-- BEGIN Text to read --

He lives on the UK’s south coast with his partner Maria and their two young children.
Gregg on why he writes:
"I’ve always wanted to do two things in life, to write, and to have adventures. When I was a kid I imagined grand affairs. Kayaking across Canada, cycling to Australia. Whole summers in the Arctic. Did it happen? Well, partly.
I’ve been lucky, I spent some years abroad teaching English. I worked in sailing schools in Greece and Spain. I really lucked out with a job testing windsurfing boards for the magazine I grew up reading. I made a questionable decision (OK, a bad decision) to buy a windsurfing centre on the edge of
the Sinai Desert. I’ve also done my fair share of less exciting jobs. Packing and stacking potatoes on a farm, which got me fitter than I’ve ever been in my life. A few years in local government which taught me that people really do have meetings that result only in the need for more meetings, and they really do take all afternoon. I spent a pleasant few months in a giant book warehouse, where I would deliberately get lost among the miles of shelves unpacking travel guides and daydreaming. I’ve done a bit of writing too, at least I learned how to write. Boards Magazine isn’t well known (it doesn’t even exist today) but it did have a reputation for being well written and I shoe-horned articles in my own gonzo journalism style on some topics with the most tenuous of links to windsurfing. But the real adventures never came. Nor did the real writing.
Then, in 2015, my brother announced he was going to become the first person to windsurf alone around Great Britain. I don’t know why. Apparently it was something he’d always wanted to do (news to me.). It was a proper adventure. It was dangerous, it was exciting. Before he even set off he got on TV, in the papers. Some people thought he was reckless, some thought he was inspirational. Lots of people thought he’d fail.

-- END Text to read --

## Written task 1
Please print the stretch of the passage on why Gregg writes from "He lives on" through "happen? Well, partly." word for word.

-- BEGIN Given data --

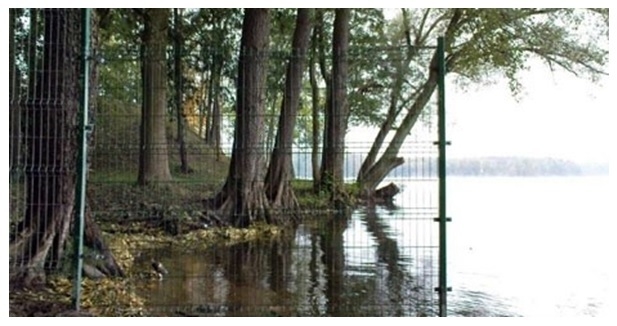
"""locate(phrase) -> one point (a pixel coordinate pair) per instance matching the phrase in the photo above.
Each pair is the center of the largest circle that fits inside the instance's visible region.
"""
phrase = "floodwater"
(516, 247)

-- END Given data --

## Written task 2
Convert the lines of the entry above into a Markdown table with the columns Row and Line, numbering each line and skipping blank ones. Omit the picture from the table.

## Expected answer 1
He lives on the UK’s south coast with his partner Maria and their two young children.
Gregg on why he writes:
"I’ve always wanted to do two things in life, to write, and to have adventures. When I was a kid I imagined grand affairs. Kayaking across Canada, cycling to Australia. Whole summers in the Arctic. Did it happen? Well, partly.

## Expected answer 2
| Row | Line |
|---|---|
| 1 | """locate(phrase) -> one point (a pixel coordinate pair) per instance matching the phrase in the photo above. |
| 2 | Each pair is the center of the largest circle that fits inside the instance's visible region. |
| 3 | """ |
| 4 | phrase = "floodwater" |
| 5 | (516, 247) |